— Text block —
Liquidity and Capital Resources

 

Current Liquidity: For the nine month period ending September 30, 2005, we had a starting cash balance of $2,264,406 and an ending cash balance of $1,248,688, representing a decrease in our cash of $1,015,718.  During the nine month period ended September 30, 2005, we incurred a net cash loss from operations of $9,450,901 (mostly the result of inventory purchases and operational costs associated with our internal growth), we paid down $4,000,000 in short term debt outstanding under our credit facility, and we invested $1,471,347 in equipment relating to our infrastructure expansion.  To meet our cash needs during this period, we sold 15,800 shares of our Series D Convertible Preferred Stock for $15,800,000 and we exercised the balance of $445,985 remaining under our Equity Line of Credit facility originally entered into on September 20, 2003 with Dutchess Private Equities Fund. In July 2005 we entered into a secured Bridge Facility Agreement with GC Financial Services, Inc. to provide short term financing up to a maximum amount of $5,000,000 (which amount may be increased at the Lender’s option to $7,000,000).  As of September 30, 2005 the outstanding balance under such Facility was $3,000,000 leaving an unused balance of $2,000,000.

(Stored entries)
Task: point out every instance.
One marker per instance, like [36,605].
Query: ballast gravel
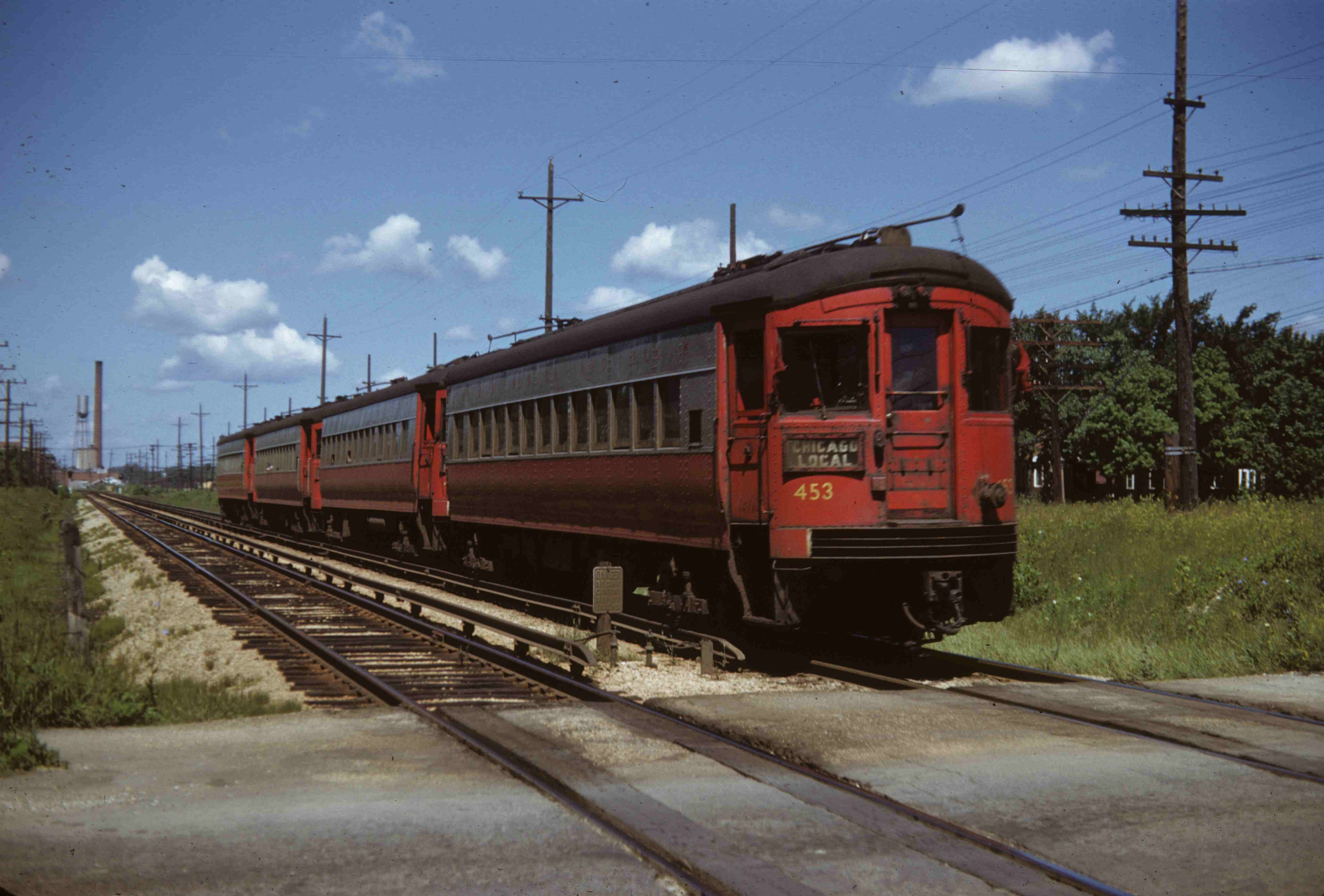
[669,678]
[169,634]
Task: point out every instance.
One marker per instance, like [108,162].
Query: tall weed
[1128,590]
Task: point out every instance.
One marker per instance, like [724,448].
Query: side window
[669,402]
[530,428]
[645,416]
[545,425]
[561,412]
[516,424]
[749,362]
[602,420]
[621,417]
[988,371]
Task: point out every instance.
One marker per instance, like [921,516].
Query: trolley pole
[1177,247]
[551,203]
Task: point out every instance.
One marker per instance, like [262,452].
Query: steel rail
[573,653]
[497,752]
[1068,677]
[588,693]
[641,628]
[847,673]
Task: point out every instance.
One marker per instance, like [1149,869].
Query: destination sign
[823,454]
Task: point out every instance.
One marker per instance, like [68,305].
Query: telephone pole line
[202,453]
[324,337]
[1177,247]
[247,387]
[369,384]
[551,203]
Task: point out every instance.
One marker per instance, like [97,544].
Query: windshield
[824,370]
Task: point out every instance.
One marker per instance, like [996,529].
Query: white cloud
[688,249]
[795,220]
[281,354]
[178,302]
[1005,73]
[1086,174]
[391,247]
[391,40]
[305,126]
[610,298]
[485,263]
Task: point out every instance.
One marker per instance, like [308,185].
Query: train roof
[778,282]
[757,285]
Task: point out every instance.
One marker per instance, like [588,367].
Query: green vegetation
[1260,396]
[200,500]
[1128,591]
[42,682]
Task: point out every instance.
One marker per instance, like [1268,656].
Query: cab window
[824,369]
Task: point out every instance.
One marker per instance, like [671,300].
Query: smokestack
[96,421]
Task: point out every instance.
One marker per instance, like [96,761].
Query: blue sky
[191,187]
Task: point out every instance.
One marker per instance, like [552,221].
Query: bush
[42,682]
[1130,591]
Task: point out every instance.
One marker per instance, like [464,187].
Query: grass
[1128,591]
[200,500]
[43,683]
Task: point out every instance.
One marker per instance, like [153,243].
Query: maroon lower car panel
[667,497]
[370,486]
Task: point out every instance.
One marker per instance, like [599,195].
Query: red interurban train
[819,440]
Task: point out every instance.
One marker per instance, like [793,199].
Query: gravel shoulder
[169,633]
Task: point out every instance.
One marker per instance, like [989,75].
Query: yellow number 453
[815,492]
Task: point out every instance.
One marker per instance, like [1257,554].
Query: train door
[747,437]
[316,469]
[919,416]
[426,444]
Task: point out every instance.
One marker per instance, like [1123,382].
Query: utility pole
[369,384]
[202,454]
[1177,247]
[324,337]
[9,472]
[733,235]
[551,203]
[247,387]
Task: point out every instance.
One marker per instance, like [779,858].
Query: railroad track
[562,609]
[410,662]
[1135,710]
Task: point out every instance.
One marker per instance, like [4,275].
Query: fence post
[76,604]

— Exercise set —
(1) Reproduce the full Liquidity and Capital Resources text word for word.
(2) Pick out each line in the listing that contains the string "gravel", and copy those lines as they appear.

— Per-task answers —
(1)
Liquidity and Capital Resources

 

Current Liquidity: For the nine month period ending September 30, 2005, we had a starting cash balance of $2,264,406 and an ending cash balance of $1,248,688, representing a decrease in our cash of $1,015,718.  During the nine month period ended September 30, 2005, we incurred a net cash loss from operations of $9,450,901 (mostly the result of inventory purchases and operational costs associated with our internal growth), we paid down $4,000,000 in short term debt outstanding under our credit facility, and we invested $1,471,347 in equipment relating to our infrastructure expansion.  To meet our cash needs during this period, we sold 15,800 shares of our Series D Convertible Preferred Stock for $15,800,000 and we exercised the balance of $445,985 remaining under our Equity Line of Credit facility originally entered into on September 20, 2003 with Dutchess Private Equities Fund. In July 2005 we entered into a secured Bridge Facility Agreement with GC Financial Services, Inc. to provide short term financing up to a maximum amount of $5,000,000 (which amount may be increased at the Lender’s option to $7,000,000).  As of September 30, 2005 the outstanding balance under such Facility was $3,000,000 leaving an unused balance of $2,000,000.

(2)
Query: ballast gravel
Query: gravel shoulder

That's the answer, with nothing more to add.